Затем Гибсон позвонила сама Хейден, непосредственно из Белого дома. Она предложила провести в 17:15 селекторное совещание. Белый дом собирался направить на него своих компетентных представителей. В эту группу входил заместитель директора ФБР Шон М. Джойс. Этот уроженец Бостона имел репутацию человека действия: он занимался расследованием деятельности колумбийских наркоторговцев, активно участвовал в контртеррористических операциях, являлся американским атташе по правовым вопросам в Праге. Борясь с преступностью и предотвращая угрозы национальной безопасности, Джойс провел 75 операций ФБР внутри страны и за рубежом. Теперь он занимался в ФБР вопросами разведки.

Вместе с ним был вызван Крис Инглис, заместитель директора АНБ. Инглис так редко взаимодействовал с журналистами, что многие считали его полумифической личностью, эдаким «единорогом». У Инглиса была блестящая карьера. Получив образование в области машиностроения и вычислительной техники, он быстро поднимался по служебной лестнице в АНБ. Прежде чем стать вторым штатским помощником генерала Александера, он с 2003 по 2006 год работал в Лондоне в качестве старшего сотрудника связи (SUSLO). В качестве высокопоставленного сотрудника разведки США он осуществлял взаимодействие с GCHQ и британской разведкой. По-видимому, он узнал о Guardian именно во время своего пребывания в Лондоне.

- _Приведённые записи_:
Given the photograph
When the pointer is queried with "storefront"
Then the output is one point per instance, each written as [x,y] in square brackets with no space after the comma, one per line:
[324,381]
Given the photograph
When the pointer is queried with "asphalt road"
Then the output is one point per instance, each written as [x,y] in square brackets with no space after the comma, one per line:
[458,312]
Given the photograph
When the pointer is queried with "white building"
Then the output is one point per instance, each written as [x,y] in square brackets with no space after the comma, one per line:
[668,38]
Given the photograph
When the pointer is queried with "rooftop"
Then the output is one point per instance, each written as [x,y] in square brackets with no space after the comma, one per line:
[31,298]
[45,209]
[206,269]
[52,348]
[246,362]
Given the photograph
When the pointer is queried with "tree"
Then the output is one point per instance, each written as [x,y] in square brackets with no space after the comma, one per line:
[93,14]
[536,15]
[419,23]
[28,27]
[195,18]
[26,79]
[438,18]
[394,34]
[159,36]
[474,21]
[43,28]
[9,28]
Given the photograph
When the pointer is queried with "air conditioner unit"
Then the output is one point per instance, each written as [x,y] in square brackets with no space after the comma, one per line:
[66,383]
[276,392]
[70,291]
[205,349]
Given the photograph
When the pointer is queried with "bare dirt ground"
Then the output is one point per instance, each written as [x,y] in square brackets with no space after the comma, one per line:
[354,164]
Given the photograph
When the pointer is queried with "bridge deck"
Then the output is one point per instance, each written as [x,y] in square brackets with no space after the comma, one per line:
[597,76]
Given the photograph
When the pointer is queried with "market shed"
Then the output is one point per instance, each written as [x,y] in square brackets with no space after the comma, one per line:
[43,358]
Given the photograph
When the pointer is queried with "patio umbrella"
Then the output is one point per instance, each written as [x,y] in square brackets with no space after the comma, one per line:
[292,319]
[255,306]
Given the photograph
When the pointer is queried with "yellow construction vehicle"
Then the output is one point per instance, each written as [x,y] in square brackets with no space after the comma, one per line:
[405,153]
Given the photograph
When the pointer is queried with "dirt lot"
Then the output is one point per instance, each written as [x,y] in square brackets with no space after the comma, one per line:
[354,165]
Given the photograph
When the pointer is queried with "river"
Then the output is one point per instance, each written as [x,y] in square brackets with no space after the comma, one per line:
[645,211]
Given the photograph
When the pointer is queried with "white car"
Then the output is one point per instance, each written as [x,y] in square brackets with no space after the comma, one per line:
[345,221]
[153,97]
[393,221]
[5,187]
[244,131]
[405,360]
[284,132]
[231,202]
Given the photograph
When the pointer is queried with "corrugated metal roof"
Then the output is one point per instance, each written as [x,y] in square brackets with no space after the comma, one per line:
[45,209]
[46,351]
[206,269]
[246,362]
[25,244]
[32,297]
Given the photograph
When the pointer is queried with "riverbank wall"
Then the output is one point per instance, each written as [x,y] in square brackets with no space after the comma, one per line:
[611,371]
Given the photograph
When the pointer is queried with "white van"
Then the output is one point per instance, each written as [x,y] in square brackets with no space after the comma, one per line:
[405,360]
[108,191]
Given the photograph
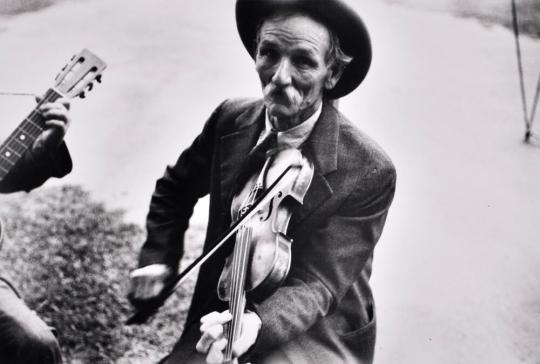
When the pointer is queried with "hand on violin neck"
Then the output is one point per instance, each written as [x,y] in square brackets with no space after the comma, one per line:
[213,339]
[148,282]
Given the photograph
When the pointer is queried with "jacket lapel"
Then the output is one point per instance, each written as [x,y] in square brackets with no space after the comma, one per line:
[235,146]
[322,149]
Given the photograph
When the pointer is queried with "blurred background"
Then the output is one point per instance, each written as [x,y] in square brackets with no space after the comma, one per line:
[456,271]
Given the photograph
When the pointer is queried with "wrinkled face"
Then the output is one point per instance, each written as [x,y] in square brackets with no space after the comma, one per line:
[291,63]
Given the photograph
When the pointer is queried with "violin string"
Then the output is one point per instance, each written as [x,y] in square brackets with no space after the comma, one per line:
[6,93]
[234,293]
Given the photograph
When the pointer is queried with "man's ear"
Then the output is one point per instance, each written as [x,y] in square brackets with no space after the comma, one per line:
[333,76]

- _Задания_:
1 - Сколько операций ФБР провёл Шон М. Джойс, согласно отрывку?
2 - Пожалуйста, напечатайте дословно часть отрывка, которая открывается словами, содержащими «Вместе с ним», и завершается словами «пребывания в Лондоне.».
3 - Объясните, почему, согласно отрывку, многие считали Криса Инглиса полумифической личностью.
Записи взяты из другого источника.

- _Ответы_:
1 - 75 операций внутри страны и за рубежом.

2 -
Вместе с ним был вызван Крис Инглис, заместитель директора АНБ. Инглис так редко взаимодействовал с журналистами, что многие считали его полумифической личностью, эдаким «единорогом». У Инглиса была блестящая карьера. Получив образование в области машиностроения и вычислительной техники, он быстро поднимался по служебной лестнице в АНБ. Прежде чем стать вторым штатским помощником генерала Александера, он с 2003 по 2006 год работал в Лондоне в качестве старшего сотрудника связи (SUSLO). В качестве высокопоставленного сотрудника разведки США он осуществлял взаимодействие с GCHQ и британской разведкой. По-видимому, он узнал о Guardian именно во время своего пребывания в Лондоне.

3 - Инглис очень редко взаимодействовал с журналистами. Поэтому многие считали его полумифической личностью, эдаким «единорогом».